§ Objective
Write out the listing below from the line containing "of the blurred" to its last line, unaltered, ends included.

§ Data in this exercise

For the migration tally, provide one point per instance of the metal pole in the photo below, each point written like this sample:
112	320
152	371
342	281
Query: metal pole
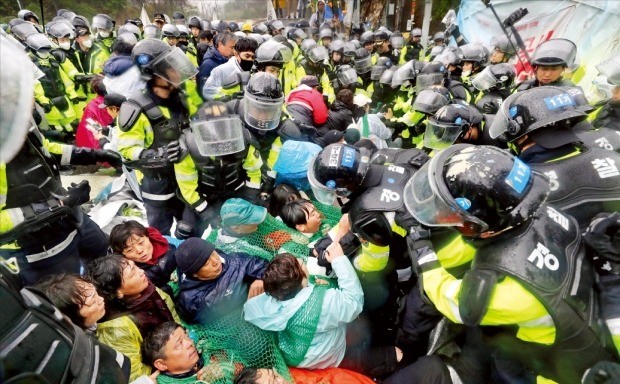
426	23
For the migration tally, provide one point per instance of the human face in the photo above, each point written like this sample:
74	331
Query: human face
615	93
93	308
227	49
313	219
549	74
134	281
181	354
497	56
273	70
269	376
138	249
212	269
246	56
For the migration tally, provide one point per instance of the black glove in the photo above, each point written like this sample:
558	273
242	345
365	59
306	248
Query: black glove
604	372
490	108
110	157
603	237
77	194
173	151
453	30
78	99
82	79
60	102
46	107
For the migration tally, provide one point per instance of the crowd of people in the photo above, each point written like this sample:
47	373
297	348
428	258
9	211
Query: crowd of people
315	207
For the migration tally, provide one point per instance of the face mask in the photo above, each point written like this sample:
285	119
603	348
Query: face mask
246	65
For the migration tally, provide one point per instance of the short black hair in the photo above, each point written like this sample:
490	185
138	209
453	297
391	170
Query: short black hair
65	293
295	212
123	232
245	44
206	34
282	194
106	273
154	343
247	376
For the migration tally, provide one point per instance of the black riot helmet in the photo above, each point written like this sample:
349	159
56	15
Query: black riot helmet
541	107
273	53
479	190
169	30
450	123
495	77
194	21
317	54
367	38
22	29
501	43
431	99
363	61
433	73
262	102
555	52
151	31
370	226
338	170
156	58
306	45
478	54
380	66
346	75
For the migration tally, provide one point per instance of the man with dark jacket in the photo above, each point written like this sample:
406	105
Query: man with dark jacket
219	54
340	112
213	284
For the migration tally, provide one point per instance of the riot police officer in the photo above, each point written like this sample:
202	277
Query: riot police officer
151	122
550	60
528	255
538	123
42	226
216	164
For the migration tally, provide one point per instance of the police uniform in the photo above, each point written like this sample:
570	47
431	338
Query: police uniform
51	238
147	122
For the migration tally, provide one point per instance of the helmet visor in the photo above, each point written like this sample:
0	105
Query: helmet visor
348	76
376	72
322	193
611	69
429	101
363	65
174	67
397	42
262	114
102	22
484	80
424	80
430	204
218	137
39	41
440	135
501	122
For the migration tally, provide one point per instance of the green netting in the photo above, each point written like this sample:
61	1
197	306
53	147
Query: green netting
295	340
230	344
273	237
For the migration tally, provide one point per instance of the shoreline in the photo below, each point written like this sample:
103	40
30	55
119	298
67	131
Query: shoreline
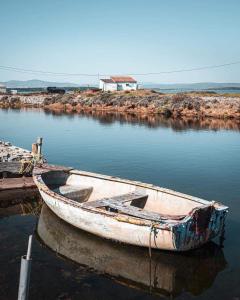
140	102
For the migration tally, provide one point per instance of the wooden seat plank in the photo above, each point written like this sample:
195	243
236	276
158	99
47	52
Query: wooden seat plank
119	204
116	199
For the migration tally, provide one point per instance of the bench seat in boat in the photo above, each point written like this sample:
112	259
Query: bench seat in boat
76	193
120	204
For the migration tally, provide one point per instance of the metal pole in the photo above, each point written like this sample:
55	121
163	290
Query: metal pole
39	143
25	273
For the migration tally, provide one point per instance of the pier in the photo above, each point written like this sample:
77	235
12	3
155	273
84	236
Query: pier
16	183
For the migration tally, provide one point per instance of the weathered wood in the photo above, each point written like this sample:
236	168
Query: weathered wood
11	167
17	190
16	183
117	199
118	203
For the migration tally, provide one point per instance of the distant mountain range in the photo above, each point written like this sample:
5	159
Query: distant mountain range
35	83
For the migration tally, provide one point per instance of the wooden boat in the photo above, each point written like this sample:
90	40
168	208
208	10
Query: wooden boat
165	273
129	211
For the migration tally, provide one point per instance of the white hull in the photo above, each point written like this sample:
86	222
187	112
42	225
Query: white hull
167	235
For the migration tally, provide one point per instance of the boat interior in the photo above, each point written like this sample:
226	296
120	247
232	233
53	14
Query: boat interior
122	196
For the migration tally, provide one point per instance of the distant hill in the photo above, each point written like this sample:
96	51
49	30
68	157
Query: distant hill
192	86
35	83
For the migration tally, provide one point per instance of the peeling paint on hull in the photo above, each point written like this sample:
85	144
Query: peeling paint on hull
168	234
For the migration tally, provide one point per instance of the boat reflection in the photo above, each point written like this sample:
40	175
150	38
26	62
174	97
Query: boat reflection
165	273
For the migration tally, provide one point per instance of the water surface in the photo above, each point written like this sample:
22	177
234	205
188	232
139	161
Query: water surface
199	158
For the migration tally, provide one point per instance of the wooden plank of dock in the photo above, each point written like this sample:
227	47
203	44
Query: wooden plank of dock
17	190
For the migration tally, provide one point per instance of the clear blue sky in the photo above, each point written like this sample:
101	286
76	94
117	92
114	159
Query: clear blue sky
127	36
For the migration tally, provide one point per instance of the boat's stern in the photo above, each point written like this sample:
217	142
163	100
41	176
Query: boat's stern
203	224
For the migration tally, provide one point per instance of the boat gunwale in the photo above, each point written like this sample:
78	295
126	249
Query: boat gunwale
166	224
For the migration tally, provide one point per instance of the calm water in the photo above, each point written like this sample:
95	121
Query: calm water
195	158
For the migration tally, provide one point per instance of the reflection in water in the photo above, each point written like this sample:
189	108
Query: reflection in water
25	208
165	274
155	121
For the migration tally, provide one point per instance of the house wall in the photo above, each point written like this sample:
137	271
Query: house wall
107	86
127	86
3	89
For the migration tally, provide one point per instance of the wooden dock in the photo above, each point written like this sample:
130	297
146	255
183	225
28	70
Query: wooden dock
17	190
16	184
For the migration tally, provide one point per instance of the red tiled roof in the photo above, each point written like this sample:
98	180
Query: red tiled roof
107	80
123	79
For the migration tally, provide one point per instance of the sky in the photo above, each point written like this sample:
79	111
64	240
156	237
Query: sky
120	37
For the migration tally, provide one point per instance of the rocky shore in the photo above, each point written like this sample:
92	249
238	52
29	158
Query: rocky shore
141	102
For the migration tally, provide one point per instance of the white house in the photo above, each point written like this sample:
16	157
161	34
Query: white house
3	89
118	83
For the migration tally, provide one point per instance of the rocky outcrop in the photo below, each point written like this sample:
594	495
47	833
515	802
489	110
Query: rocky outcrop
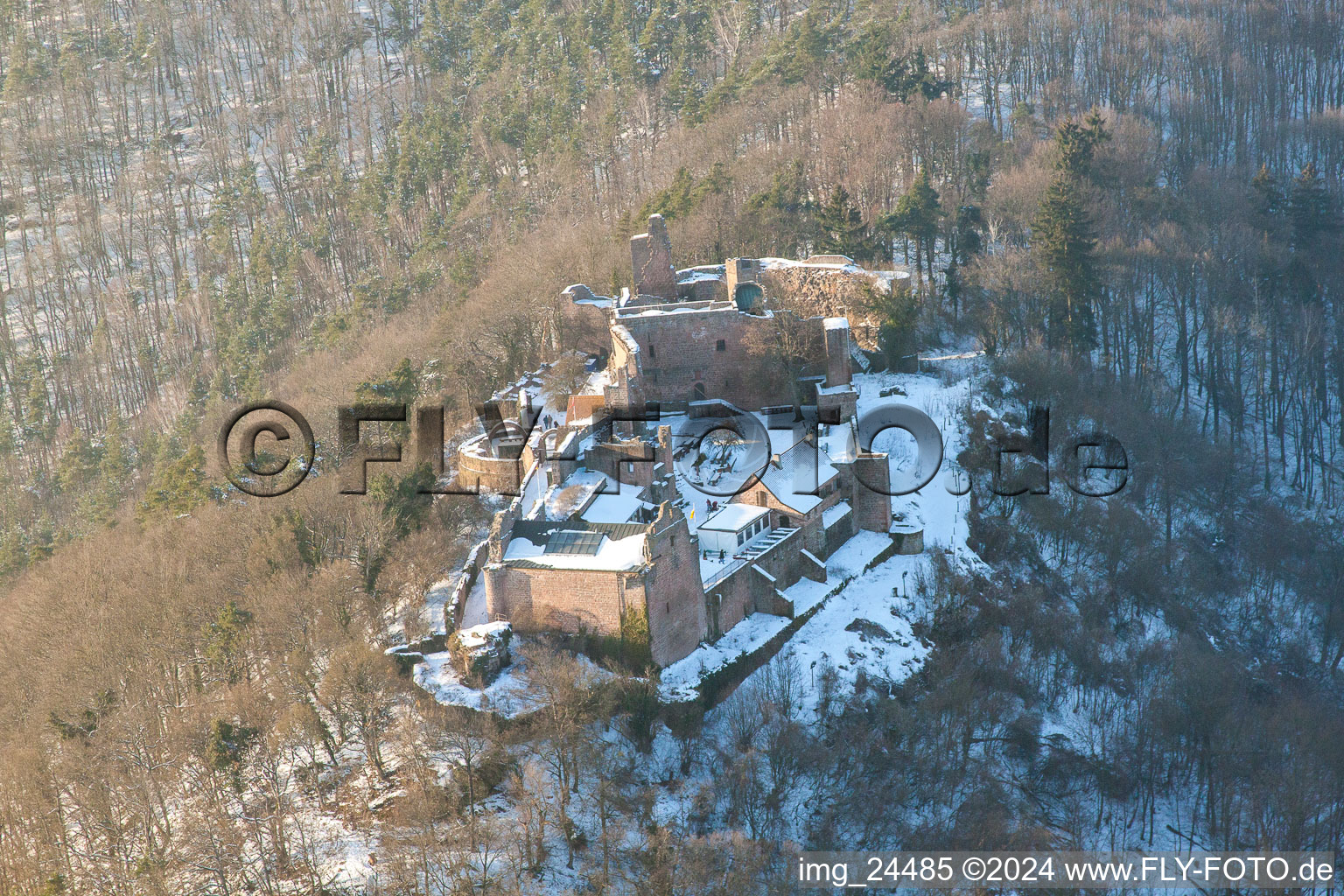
480	653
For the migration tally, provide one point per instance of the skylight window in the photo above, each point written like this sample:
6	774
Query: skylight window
574	542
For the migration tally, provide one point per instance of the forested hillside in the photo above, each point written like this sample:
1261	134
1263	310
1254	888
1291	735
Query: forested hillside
1133	208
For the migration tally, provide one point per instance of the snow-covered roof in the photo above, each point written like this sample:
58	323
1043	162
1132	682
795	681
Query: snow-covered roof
734	517
611	554
481	634
796	472
617	508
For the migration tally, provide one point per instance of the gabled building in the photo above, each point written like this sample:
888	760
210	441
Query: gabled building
637	514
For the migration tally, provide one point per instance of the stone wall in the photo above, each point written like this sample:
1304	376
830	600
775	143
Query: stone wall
872	509
569	601
746	590
690	351
825	293
651	261
674	590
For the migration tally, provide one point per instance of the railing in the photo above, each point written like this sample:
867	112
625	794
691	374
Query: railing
765	543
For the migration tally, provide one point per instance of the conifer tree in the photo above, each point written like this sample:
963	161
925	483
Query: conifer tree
1063	240
843	228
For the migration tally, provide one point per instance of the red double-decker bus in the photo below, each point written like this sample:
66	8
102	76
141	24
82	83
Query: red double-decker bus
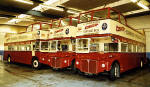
64	37
28	47
105	43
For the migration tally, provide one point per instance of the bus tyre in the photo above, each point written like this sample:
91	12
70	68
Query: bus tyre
73	68
141	64
36	64
115	71
9	59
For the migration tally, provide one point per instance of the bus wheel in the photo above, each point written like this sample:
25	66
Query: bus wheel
36	64
9	59
141	64
115	71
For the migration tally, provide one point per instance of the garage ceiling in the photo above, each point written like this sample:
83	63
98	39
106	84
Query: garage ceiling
11	9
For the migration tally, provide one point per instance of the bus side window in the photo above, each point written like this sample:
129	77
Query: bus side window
44	45
134	48
22	48
122	20
124	47
64	47
9	48
139	48
28	47
53	45
129	47
110	46
37	46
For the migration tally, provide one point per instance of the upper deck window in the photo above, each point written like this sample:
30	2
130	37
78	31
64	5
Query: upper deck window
122	20
55	23
29	28
36	27
100	14
63	45
44	45
53	45
46	26
65	22
83	45
111	47
85	17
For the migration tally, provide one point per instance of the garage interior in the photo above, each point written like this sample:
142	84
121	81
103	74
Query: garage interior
17	15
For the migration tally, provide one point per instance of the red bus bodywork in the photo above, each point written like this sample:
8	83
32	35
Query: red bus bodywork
97	62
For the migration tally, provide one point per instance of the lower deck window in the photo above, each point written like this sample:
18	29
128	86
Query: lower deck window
44	45
110	46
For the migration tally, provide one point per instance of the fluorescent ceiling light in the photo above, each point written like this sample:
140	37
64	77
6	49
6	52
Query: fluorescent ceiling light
56	8
43	8
27	2
13	20
143	6
134	0
49	2
23	16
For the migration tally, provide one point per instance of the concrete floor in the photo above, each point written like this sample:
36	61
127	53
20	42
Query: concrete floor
19	75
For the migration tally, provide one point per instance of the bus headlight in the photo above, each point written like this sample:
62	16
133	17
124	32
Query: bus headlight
77	63
103	65
65	61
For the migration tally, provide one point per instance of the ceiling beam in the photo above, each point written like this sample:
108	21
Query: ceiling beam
28	12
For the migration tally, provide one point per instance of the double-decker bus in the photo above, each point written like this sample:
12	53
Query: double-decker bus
105	43
27	47
64	42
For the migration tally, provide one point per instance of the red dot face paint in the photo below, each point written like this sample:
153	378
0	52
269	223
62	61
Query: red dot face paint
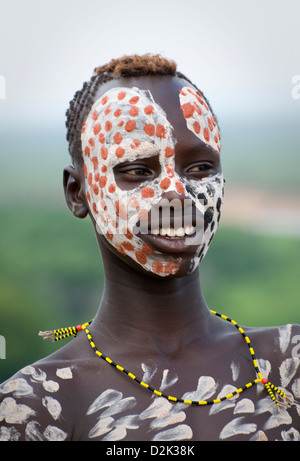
126	124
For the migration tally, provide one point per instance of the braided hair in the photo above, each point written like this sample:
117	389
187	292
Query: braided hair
126	66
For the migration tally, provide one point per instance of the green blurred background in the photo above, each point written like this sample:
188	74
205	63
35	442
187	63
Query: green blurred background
50	267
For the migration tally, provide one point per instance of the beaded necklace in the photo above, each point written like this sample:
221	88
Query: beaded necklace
63	333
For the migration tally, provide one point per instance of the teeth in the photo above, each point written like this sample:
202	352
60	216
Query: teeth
170	232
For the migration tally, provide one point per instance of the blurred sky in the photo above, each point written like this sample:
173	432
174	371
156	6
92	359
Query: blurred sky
243	55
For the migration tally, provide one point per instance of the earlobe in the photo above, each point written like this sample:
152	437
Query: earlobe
74	192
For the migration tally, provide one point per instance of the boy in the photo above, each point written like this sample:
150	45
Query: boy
155	363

§ Complete answer
For the migration tally, provide one point per instance of the blurred sky in the photo above, each point written like this sample:
173	432
174	371
156	6
92	359
Query: blurred sky
243	55
For the migration tally, provide one point per instance of the earlobe in the photo above, each point written like this sample:
152	437
Query: earlobe
74	192
For the migration tally, provide one point per instance of the boy in the photo above, each point written like this sample:
150	45
Query: boy
155	363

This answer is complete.